## TASKS AND EXERCISES:
1. Shorten the paragraph in the Carrefour text that opens "Although the net result has been steadily declining" into a bulleted list that keeps its main facts.
2. According to the Carrefour text, in which quarter of which year was the Dia supermarket network acquired?
3. In the Carrefour text, change "critics" to "analysts" in the passage that begins at the words "As for the financial" and stops after "company’s net result.".

## SOURCE TEXT:
As for the financial indicators belonging to the first class, they have an oscillating trend. Between 2012 and 2014, the trend was a decrease in net sales and revenues, following a slight increase that reached its peak in 2017. Starting from 2017, revenues and profit were continuously decreasing.
The decrease in revenues is caused, according to critics, by the follow-up of a business model developed in 1960, which does not comply with the current market situation, requiring an improvement in the mode of operation. Also, the negative trend of margins in France was caused by high costs related to the acquisition and transformation of a network of 400 Dia supermarkets. This acquisition was made in the fourth quarter of 2016. Thus, in 2017, Carrefour suffered significant losses, taking at least a year to form a customer base. These results were also reflected in the company’s net result.
Although the net result has been steadily declining since 2014, it was positive until 2017. In 2017 and 2018, Carrefour had very high losses in France, which represents half of the group’s revenues, having sales falling for six quarters row. The negative net results were a consequence of the large loans obtained to purchase the Dia chain of stores in France. The investment did not generate the expected revenue, and the costs of keeping stores open in France resulted in significant losses.
After two years in which negative results were registered, in 2019, the net result was 1311 million euros, as Carrefour was investing in remodeling the initial format and modernizing the stores to increase sales. The company’s transformation plan includes reducing sales promotions in France, focusing on lower prices and reducing the number of non-food items. In addition, they initiated the merging of supply chains of supermarkets with those of hypermarkets and the restructuring of IT systems to generate savings.

## GIVEN ENTRIES:
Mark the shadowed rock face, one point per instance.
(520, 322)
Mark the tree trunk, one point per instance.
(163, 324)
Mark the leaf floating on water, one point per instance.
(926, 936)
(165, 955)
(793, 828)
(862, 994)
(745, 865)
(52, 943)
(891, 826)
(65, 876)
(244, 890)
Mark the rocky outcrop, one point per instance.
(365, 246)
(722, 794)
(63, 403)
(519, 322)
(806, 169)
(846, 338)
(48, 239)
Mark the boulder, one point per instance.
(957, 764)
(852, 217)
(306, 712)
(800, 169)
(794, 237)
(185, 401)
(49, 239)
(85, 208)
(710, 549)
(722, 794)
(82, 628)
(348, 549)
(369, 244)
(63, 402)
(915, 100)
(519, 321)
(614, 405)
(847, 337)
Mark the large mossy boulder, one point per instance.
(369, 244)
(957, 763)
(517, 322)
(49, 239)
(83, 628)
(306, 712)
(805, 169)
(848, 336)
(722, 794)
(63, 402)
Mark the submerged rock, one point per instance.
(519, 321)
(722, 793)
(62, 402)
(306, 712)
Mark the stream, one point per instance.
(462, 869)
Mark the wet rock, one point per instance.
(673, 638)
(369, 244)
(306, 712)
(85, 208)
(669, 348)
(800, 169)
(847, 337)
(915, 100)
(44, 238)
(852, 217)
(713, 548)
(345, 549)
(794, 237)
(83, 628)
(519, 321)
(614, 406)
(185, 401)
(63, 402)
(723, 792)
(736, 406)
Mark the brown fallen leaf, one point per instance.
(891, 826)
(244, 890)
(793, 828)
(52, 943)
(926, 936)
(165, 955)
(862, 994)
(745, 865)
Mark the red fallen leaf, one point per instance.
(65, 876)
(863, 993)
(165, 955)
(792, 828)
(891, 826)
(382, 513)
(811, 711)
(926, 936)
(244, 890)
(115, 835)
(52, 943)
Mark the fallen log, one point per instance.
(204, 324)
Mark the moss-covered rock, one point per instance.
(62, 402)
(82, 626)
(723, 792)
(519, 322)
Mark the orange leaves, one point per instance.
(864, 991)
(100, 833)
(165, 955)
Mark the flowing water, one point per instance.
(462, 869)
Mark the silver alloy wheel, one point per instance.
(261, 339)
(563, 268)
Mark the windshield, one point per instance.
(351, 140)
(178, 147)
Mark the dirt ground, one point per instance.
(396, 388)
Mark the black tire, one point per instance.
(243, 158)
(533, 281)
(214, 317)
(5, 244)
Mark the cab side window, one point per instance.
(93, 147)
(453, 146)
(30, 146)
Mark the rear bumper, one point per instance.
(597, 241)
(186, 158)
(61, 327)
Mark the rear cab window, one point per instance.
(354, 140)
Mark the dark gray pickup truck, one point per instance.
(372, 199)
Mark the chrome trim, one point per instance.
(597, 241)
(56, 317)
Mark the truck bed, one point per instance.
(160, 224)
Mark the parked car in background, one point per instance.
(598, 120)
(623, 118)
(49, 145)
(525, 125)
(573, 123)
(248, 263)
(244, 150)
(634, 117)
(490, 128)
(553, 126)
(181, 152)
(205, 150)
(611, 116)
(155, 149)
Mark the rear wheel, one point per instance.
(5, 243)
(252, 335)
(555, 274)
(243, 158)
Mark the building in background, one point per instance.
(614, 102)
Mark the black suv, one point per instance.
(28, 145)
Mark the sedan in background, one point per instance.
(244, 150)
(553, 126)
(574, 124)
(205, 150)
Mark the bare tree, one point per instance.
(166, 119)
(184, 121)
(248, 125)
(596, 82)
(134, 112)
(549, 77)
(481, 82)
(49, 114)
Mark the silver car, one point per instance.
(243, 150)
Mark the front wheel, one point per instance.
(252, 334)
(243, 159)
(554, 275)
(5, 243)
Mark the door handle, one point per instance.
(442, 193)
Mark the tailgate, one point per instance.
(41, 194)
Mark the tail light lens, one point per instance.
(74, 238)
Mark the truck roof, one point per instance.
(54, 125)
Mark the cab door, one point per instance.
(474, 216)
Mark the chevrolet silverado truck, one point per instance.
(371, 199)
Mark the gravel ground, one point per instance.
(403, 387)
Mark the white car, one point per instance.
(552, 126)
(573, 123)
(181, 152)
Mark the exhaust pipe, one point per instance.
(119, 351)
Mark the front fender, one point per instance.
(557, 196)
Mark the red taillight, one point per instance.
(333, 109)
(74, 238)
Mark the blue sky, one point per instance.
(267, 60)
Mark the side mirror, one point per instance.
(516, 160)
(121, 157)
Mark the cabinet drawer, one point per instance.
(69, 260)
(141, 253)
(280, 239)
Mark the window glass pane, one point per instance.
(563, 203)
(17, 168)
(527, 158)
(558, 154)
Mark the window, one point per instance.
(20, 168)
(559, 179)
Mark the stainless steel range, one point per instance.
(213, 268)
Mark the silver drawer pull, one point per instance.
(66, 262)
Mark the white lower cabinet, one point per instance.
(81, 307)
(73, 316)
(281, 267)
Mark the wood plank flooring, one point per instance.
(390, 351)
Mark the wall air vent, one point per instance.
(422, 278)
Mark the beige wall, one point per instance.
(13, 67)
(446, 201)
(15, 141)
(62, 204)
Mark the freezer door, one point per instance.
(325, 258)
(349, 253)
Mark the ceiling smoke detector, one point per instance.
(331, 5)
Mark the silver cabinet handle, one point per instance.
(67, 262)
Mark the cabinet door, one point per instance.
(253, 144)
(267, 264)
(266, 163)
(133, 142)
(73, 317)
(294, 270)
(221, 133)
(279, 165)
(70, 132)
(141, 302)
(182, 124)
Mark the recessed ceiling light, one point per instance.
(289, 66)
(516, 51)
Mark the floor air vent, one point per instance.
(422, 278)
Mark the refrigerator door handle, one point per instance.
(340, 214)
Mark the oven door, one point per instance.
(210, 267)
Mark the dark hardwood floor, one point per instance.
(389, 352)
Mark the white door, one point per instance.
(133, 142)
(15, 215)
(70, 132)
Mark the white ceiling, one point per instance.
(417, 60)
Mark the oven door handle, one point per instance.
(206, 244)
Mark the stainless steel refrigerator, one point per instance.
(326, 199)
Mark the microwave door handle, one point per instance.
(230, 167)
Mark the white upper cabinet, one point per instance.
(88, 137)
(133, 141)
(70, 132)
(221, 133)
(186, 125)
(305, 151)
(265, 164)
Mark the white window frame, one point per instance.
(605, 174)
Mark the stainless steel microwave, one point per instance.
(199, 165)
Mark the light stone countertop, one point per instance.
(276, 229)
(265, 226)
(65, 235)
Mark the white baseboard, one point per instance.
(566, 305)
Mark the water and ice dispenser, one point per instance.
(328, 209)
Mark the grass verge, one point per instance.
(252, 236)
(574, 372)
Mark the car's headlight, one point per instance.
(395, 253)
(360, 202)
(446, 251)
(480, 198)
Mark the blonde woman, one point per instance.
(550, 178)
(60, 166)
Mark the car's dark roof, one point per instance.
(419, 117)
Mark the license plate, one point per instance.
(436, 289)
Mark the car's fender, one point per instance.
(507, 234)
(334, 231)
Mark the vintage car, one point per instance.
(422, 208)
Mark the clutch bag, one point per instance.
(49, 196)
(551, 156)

## ANSWERS FOR THIS EXERCISE:
1.
- The net result declined steadily from 2014 but stayed positive until 2017.
- In 2017 and 2018, Carrefour had very high losses in France, which accounts for half of group revenues, with sales falling for six quarters.
- The losses came from large loans taken to buy the Dia store chain in France.
- The investment did not bring the expected revenue, and the cost of keeping stores open in France caused significant losses.

2. The fourth quarter of 2016.

3.
As for the financial indicators belonging to the first class, they have an oscillating trend. Between 2012 and 2014, the trend was a decrease in net sales and revenues, following a slight increase that reached its peak in 2017. Starting from 2017, revenues and profit were continuously decreasing.
The decrease in revenues is caused, according to analysts, by the follow-up of a business model developed in 1960, which does not comply with the current market situation, requiring an improvement in the mode of operation. Also, the negative trend of margins in France was caused by high costs related to the acquisition and transformation of a network of 400 Dia supermarkets. This acquisition was made in the fourth quarter of 2016. Thus, in 2017, Carrefour suffered significant losses, taking at least a year to form a customer base. These results were also reflected in the company’s net result.